— start of Record excerpts —

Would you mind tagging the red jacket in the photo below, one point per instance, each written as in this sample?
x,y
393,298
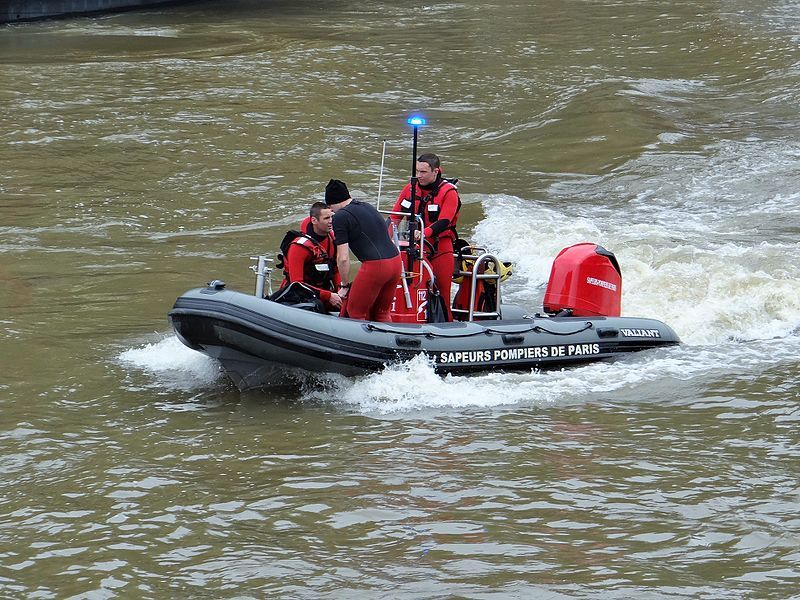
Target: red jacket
x,y
438,206
312,262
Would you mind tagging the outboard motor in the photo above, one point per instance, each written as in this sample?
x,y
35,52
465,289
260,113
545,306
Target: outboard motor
x,y
585,281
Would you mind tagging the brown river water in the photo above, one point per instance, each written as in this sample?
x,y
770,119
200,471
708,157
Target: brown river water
x,y
145,153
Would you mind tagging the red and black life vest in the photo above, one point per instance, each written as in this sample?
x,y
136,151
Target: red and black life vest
x,y
320,269
429,206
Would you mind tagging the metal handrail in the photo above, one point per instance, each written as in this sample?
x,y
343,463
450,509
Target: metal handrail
x,y
263,274
479,260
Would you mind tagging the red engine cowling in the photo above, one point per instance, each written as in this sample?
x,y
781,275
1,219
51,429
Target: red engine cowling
x,y
586,280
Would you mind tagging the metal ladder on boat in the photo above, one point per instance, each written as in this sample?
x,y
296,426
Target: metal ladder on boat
x,y
480,257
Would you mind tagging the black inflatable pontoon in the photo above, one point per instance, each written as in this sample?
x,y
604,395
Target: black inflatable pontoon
x,y
251,336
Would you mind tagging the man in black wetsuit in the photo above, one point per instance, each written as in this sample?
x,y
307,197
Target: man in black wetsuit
x,y
359,227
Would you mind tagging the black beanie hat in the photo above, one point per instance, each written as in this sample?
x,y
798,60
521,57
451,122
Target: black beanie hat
x,y
335,192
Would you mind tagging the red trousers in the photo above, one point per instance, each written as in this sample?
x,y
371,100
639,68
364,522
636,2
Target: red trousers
x,y
371,294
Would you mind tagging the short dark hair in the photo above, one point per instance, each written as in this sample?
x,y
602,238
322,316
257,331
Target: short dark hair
x,y
316,208
430,158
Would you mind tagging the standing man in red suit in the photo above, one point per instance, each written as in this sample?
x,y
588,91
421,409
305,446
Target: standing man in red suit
x,y
311,257
359,227
438,203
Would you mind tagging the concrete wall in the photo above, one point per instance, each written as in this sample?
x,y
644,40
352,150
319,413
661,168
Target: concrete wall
x,y
25,10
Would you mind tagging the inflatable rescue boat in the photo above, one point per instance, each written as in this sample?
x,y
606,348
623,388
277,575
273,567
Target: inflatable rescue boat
x,y
257,339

— end of Record excerpts —

§ **Stated exercise**
Update the records from the line with "Would you mind tagging the black beanie" up to and including the last line, putting "brick wall" wherever "concrete wall" appears and leaving everything else the same. Give only those lines.

§ **Task response**
Would you mind tagging the black beanie hat in the photo above, one point per instance, each written as in this sample?
x,y
798,60
521,57
451,122
Target: black beanie hat
x,y
335,192
Would you mind tagging the red trousers in the photo above, one point per instance, each written as in this sample?
x,y
371,100
639,68
364,522
636,2
Target: red trousers
x,y
371,294
Would you mind tagging the short dark hair in the photo above, one point per instance, each written as in this sample?
x,y
602,238
322,316
257,331
Target: short dark hair
x,y
316,208
430,158
Would you mind tagging the standing man in red suit in the photo above, one point per instance, each written as in this sample?
x,y
588,91
421,409
305,446
Target: standing man in red suit
x,y
311,257
359,227
438,203
Would you mind tagging the brick wall in the photo above, one point per instance, each written as in this sample?
x,y
644,40
352,150
319,413
661,168
Target: brick wall
x,y
25,10
Would you mind tagging the inflatable rescue boat in the photo above, one point per instance, each written as in this sample?
x,y
606,348
623,388
277,575
273,567
Target: inflatable rescue boat
x,y
257,339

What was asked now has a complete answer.